Could each record be restated word for word?

_Available data_.
◇ ◇ ◇

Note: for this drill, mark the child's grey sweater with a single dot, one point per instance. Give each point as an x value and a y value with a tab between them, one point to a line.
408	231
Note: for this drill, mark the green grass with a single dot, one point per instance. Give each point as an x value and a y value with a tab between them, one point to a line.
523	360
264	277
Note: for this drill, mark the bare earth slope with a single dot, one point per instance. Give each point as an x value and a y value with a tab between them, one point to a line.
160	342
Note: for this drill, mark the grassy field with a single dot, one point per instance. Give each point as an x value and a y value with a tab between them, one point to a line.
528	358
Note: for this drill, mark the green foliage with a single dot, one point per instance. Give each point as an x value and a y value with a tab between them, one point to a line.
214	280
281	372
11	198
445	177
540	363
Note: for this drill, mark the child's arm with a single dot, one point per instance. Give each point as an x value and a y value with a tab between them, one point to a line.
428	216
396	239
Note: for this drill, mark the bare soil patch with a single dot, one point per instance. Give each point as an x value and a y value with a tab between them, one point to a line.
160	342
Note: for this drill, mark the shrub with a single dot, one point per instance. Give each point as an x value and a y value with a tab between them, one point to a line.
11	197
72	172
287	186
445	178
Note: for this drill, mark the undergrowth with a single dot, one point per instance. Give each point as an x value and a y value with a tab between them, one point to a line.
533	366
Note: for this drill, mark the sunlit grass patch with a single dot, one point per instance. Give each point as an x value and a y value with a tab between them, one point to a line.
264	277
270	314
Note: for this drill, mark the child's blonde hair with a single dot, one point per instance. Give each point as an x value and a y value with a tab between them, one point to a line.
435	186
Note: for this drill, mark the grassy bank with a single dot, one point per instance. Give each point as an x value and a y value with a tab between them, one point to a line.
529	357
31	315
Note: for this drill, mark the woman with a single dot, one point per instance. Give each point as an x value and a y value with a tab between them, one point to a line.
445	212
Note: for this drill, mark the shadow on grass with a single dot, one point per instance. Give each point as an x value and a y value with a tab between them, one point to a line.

◇ ◇ ◇

_Finished task_.
Note: for this drill, mark the child's grey sweater with a single dot, one point per instance. Give each point as an x value and a y value with a tab between them, one point to a line.
408	231
Note: for this drill, mark the green grass with a single dot, one point per instance. Give each point as an x value and a y value with a tab between them, one point to a line.
523	360
264	277
Note: for this drill, mark the bare earth slope with a single dot, one point per instance. Give each point as an x value and a y value with a tab between them, one point to a line.
160	342
Note: for this drill, mark the grassy field with a single dot, one point per instance. Give each point as an x value and a y value with a tab between them, one point to a line.
528	358
Note: for this drill, mark the green foliage with a single dot, one point per instance. Give each point as an x value and a y value with a tab between them, one point to a line.
214	280
281	372
11	198
445	177
540	363
Note: for this drill, mark the child's arm with a single dot, one point per instance. Give each point as an x value and a y value with a tab between them, one point to a line.
428	216
396	239
Note: for this drill, mark the bare soil patch with a single dot, one point per instance. Give each point as an x value and a y value with a tab between them, one point to a line.
160	342
Note: for this drill, mark the shrub with a single dot, one point per instance. Give each point as an x value and a y value with a tab between them, one point to a line.
11	197
72	172
287	186
445	178
Note: for this drill, mark the undergrowth with a single dot, one point per instance. Give each point as an x value and a y value with a tab between them, one point to a line.
533	366
Note: for this drill, mark the sunlit grass patch with a single dot, one point per instance. Give each point as an x value and a y value with a tab between them, one point to a line.
264	277
270	314
Note: for this drill, mark the child's blonde hair with a single dot, one point per instance. Give each point as an x value and a y value with a tab between them, one point to a line.
435	186
Note: for this drill, mark the grassy bank with a single dot, one point per instance. Give each point as an x value and a y value with a tab between them, one point to a line.
529	357
31	315
Note: for this drill, mark the woman with a single dot, one point per instance. Give each point as an x value and a y value with a tab between them, one point to a line.
445	212
Note: for this drill, mark the shadow on grass with a single dot, one point per instance. Give each point as an x value and a y value with a tab between them, one point to a line.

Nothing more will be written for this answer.